◆ **Challenge**
Your task is to output all the records below, word for word.

◆ **Recorded information**
====================

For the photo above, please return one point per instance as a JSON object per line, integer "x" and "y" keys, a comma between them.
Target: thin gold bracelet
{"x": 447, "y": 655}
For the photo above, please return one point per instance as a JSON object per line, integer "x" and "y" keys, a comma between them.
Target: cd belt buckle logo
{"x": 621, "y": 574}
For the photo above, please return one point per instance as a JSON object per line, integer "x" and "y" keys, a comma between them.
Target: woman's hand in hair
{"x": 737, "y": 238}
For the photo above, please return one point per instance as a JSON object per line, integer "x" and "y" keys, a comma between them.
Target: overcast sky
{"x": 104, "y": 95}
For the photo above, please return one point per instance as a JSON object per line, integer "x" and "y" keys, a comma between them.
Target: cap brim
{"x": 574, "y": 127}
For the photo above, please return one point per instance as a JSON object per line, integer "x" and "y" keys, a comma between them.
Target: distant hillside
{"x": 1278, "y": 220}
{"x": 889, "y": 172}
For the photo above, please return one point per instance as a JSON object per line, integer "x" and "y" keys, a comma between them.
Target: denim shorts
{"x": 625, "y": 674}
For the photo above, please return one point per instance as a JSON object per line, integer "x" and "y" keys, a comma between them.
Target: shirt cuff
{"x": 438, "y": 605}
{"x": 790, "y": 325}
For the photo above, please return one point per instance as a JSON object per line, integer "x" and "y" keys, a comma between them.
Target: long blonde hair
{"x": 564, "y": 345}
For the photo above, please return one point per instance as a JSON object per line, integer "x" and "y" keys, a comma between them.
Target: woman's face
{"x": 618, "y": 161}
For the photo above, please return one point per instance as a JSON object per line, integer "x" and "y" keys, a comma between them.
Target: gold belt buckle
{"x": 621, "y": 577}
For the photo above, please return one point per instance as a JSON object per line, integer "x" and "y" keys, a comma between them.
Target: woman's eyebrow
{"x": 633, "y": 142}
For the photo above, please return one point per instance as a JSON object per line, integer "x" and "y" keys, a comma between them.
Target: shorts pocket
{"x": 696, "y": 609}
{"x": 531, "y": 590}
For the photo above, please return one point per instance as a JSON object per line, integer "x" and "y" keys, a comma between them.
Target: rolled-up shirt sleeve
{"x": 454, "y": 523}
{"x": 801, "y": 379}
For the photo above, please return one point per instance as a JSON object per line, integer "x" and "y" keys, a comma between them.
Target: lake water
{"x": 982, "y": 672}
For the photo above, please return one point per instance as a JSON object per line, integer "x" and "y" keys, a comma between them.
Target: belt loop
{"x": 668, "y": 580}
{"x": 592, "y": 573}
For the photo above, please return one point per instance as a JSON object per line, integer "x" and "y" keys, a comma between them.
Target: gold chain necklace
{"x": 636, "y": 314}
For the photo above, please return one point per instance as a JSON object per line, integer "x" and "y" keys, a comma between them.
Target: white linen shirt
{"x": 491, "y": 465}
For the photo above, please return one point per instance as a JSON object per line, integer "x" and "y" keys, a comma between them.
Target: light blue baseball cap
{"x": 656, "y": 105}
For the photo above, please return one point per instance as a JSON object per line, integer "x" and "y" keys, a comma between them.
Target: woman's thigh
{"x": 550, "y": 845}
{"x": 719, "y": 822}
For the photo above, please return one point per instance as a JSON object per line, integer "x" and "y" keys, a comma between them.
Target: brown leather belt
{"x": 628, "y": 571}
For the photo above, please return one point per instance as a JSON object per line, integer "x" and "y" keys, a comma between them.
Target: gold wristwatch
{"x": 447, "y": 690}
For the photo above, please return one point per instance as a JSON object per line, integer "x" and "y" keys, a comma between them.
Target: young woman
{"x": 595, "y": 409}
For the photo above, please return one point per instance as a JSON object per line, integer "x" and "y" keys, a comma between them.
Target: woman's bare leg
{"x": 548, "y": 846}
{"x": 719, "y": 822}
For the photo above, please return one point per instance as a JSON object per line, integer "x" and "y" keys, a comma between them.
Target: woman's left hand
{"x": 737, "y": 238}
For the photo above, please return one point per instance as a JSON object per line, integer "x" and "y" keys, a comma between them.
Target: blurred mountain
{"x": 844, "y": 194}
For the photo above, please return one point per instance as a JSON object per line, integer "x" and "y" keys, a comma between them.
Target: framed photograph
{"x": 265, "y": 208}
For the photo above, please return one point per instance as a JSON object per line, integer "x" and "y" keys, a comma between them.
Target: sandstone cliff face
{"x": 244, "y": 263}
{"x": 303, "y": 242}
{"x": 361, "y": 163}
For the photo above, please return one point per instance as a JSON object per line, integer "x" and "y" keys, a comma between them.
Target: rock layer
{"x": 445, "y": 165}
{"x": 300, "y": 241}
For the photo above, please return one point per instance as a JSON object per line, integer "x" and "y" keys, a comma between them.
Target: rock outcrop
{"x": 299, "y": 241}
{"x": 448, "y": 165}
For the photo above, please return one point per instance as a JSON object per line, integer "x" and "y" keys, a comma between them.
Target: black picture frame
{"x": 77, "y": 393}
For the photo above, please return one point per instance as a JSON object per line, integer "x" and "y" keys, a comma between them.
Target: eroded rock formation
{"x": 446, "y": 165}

====================

◆ **Written response**
For the photo above, please return one point per instance as a JSON object per line, integer "x" and "y" keys, a comma between them.
Target: thin gold bracelet
{"x": 447, "y": 655}
For the photo above, please return one point per instance as a JSON object per line, integer "x" and "y" keys, a comma between them.
Target: cd belt buckle logo
{"x": 621, "y": 574}
For the photo above, please return one point per instance as a JSON object per line, integer "x" and "y" keys, a comma between them.
Target: woman's hand in hair
{"x": 737, "y": 238}
For the photo above, please return one point per instance as a JSON object per line, integer "x" and "y" keys, a comma between them.
Target: overcast sky
{"x": 104, "y": 95}
For the photo above, please return one point per instance as a JSON object per line, integer "x" and "y" keys, a comma between them.
Target: cap brim
{"x": 574, "y": 127}
For the photo above, please return one point per instance as a JSON object per line, integer "x" and "y" keys, a comma between them.
Target: distant hillside
{"x": 1278, "y": 220}
{"x": 889, "y": 172}
For the photo above, please return one point per instance as a JSON object per line, integer "x" and "y" keys, a comma between them.
Target: denim shorts
{"x": 625, "y": 674}
For the photo above, please return one point per instance as a JSON object per line, integer "x" and "y" keys, a comma between them.
Target: shirt cuff
{"x": 438, "y": 605}
{"x": 790, "y": 325}
For the photo above, please return one point per instance as a JSON object per line, integer "x" and "y" keys, a comma between them.
Target: long blonde hair
{"x": 564, "y": 345}
For the photo above, please return one point per instance as a JSON object per line, integer "x" and "y" keys, a comma between them.
Target: woman's face
{"x": 618, "y": 161}
For the photo above, please return one point per instance as a JSON object per line, integer "x" and "y" keys, a comma between them.
Target: gold belt buckle
{"x": 621, "y": 577}
For the photo above, please return one point per instance as a JSON object per line, integer "x" and "y" keys, a comma between them.
Target: woman's eyebrow
{"x": 633, "y": 142}
For the photo above, please return one point per instance as a JSON object per line, integer "x" and "y" keys, a comma between them.
Target: shorts pocket
{"x": 696, "y": 609}
{"x": 531, "y": 590}
For the photo above, please return one point per instance as a JSON object per line, integer "x" and "y" keys, a comma between them.
Target: rolled-up shirt sleeve
{"x": 454, "y": 523}
{"x": 801, "y": 379}
For the photo above, please return one point per instance as a JSON object per line, integer "x" and "y" keys, a comma between them.
Target: lake water
{"x": 982, "y": 672}
For the photo above, please return one point per instance as a JSON object per line, integer "x" and "y" keys, a comma between them.
Target: belt loop
{"x": 668, "y": 580}
{"x": 592, "y": 573}
For the photo above, please return one point per instance as a JSON object per line, integer "x" and "y" keys, a comma between them.
Target: gold chain necklace
{"x": 636, "y": 314}
For the photo above, please return one point per instance as a JSON object per line, integer "x" and "y" keys, a comma between them.
Target: white linen shirt
{"x": 491, "y": 465}
For the photo above, please return one point per instance as a JSON object per line, integer "x" and "y" keys, a comma between them.
Target: light blue baseball cap
{"x": 656, "y": 105}
For the photo above, please return one point per instance as a JSON object per line, integer "x" and "y" keys, a comma between them.
Target: woman's thigh
{"x": 550, "y": 845}
{"x": 719, "y": 822}
For the photo above, please return one point per instance as a JSON object per line, integer "x" and "y" keys, a comma between them.
Target: brown leather belt
{"x": 628, "y": 571}
For the photo above, please return one point per instance as a JSON object per line, integer "x" and "y" keys, a comma between them.
Target: gold wristwatch
{"x": 447, "y": 690}
For the photo above, please return one point per instance as a JSON object per line, integer "x" and "y" keys, a comma between them.
Target: young woman
{"x": 595, "y": 409}
For the photo above, please return one point per instance as a JSON object per line, integer "x" and "y" keys, a comma between them.
Target: woman's bare leg
{"x": 548, "y": 846}
{"x": 719, "y": 822}
For the photo above, please return one point per instance as a JSON object per line, integer "x" and "y" keys, a comma between them.
Target: woman's left hand
{"x": 737, "y": 238}
For the photo above, please return one point per instance as a JSON object per line, integer "x" and "y" keys, a comma between them.
Target: blurred mountain
{"x": 844, "y": 194}
For the photo above, please return one point per instance as a JSON object per line, integer "x" and "y" keys, a comma between them.
Target: framed photograph
{"x": 265, "y": 208}
For the photo above, please return one point per instance as a JSON object per line, integer "x" and "y" keys, a comma between them.
Target: sandstone cliff face
{"x": 244, "y": 263}
{"x": 303, "y": 242}
{"x": 361, "y": 163}
For the photo above, please return one point per instance as a JSON object per line, integer "x" and "y" keys, a comma between them.
Target: rock layer
{"x": 445, "y": 165}
{"x": 300, "y": 241}
For the photo above, please return one point per instance as a JSON object per line, integer "x" and "y" keys, a comma between them.
Target: rock outcrop
{"x": 299, "y": 241}
{"x": 448, "y": 165}
For the photo above, please return one point per instance as a JSON object per line, integer "x" and "y" keys, a comma between them.
Target: black picture frame
{"x": 77, "y": 393}
For the photo above, please return one point per instance as a JSON object per line, integer "x" and "y" keys, a comma between them.
Target: eroded rock formation
{"x": 446, "y": 165}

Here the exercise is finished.